*Document passage:*
Now, I do not believe the advancement would stop. It would just slow to a point where it would be like rest of the non-computer technology world.

 

[Dayman1225]

AMD are claiming that an EPYC die costs 59% of a monolithic die, I wonder how much EMIB would reduce cost for Intel.

 

[Ajay]

AMD are claiming that an EPYC die costs 59% of a monolithic die, I wonder how much EMIB would reduce cost for Intel.

Dayman, this is an Intel thread. Wondering about the costs savings from EMIB is one thing, posting a big graphic on Ryzen is off topic really.

 

[IEC]

Wondering about the costs savings from EMIB is one thing, posting a big graphic on Ryzen is off topic really.

It'll be interesting to see how Intel's EMIB plays out. I would think the tradeoffs made would be very similar to what AMD has done... which would be ideal for everyone from a software optimization standpoint, at least.

 

[Bouowmx]

Revisiting Cascade Lake. Current Skylake-SP 3x4 mesh (10 cores) is measured 308 mm², and 5x6 mesh (28 cores) is estimated to be 677 mm². See: http://www.anandtech.com/show/11550...-core-i9-7900x-i7-7820x-and-i7-7800x-tested/6

Even more cores for > 700 mm² (like a 6x6 mesh with 34 cores)?

*What you need to do:*
**1)** Please return everything in the EMIB discussion from "Dayman, this is" down to "standpoint, at least.", copied word for word.
**2)** In one to three sentences, explain why Ajay objects to the Dayman1225 post in the EMIB discussion.

*Supplied data:*

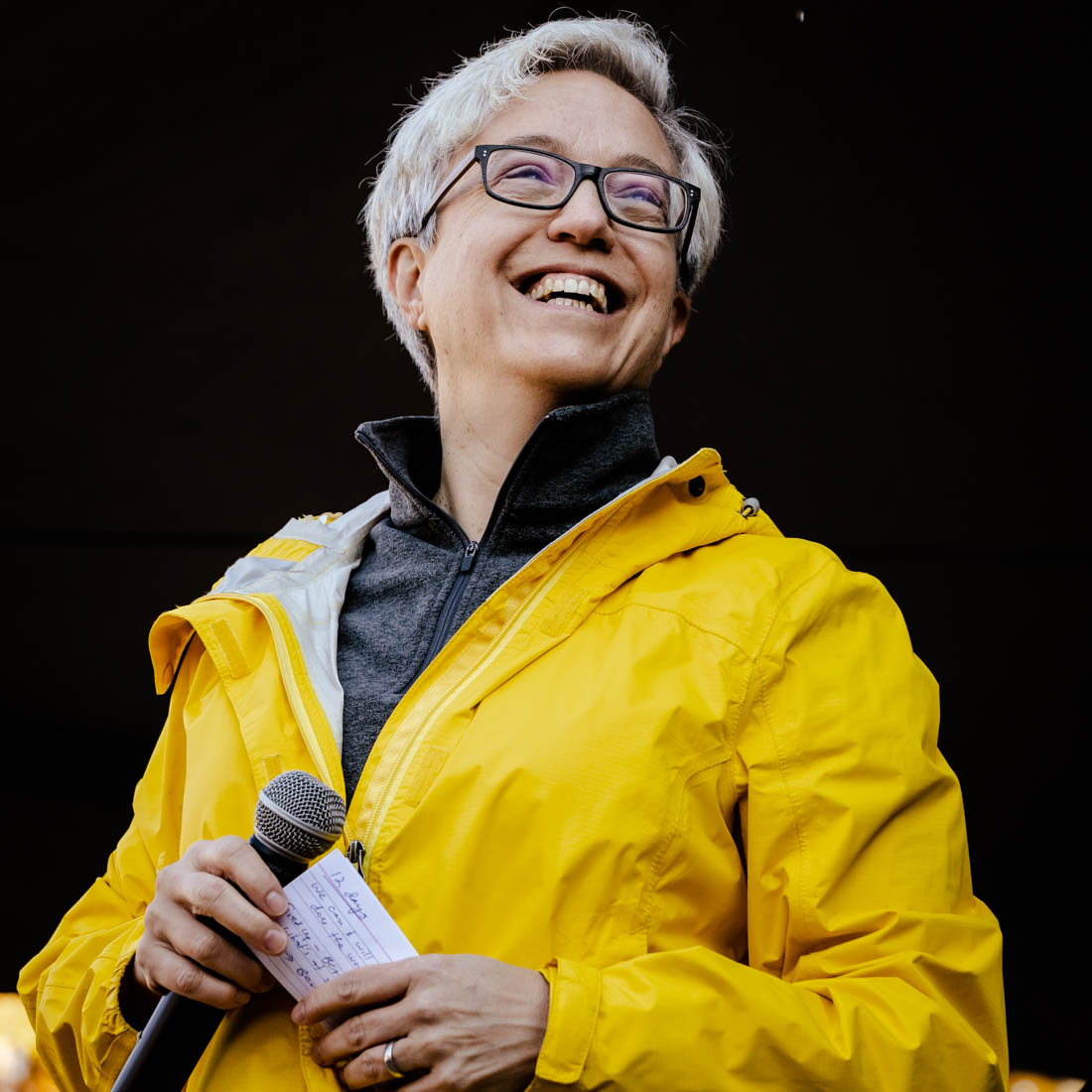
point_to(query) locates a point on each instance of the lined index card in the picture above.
==
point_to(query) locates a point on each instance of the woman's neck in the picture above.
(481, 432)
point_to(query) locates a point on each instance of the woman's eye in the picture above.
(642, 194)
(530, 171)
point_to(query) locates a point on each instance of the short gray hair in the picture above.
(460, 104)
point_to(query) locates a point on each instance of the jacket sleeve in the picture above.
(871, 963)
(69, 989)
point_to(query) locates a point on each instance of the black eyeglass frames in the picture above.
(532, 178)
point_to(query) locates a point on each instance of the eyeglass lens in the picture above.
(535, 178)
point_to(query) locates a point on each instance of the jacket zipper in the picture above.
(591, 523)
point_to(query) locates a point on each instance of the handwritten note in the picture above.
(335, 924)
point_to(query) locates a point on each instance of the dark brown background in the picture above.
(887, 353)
---
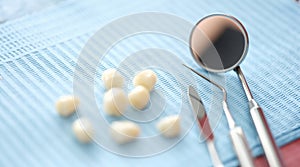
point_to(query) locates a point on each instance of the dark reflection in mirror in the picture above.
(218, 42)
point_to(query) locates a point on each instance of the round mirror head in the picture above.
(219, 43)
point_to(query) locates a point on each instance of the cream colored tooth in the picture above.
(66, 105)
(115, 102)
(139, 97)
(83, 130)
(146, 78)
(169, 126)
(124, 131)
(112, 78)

*Outputs for the tasks:*
**1)**
Dayman, this is an Intel thread. Wondering about the costs savings from EMIB is one thing, posting a big graphic on Ryzen is off topic really.

 

[IEC]

Wondering about the costs savings from EMIB is one thing, posting a big graphic on Ryzen is off topic really.

It'll be interesting to see how Intel's EMIB plays out. I would think the tradeoffs made would be very similar to what AMD has done... which would be ideal for everyone from a software optimization standpoint, at least.

**2)** Ajay objects because the thread is about Intel. Wondering about EMIB cost savings is acceptable, but posting a big graphic on Ryzen is off topic.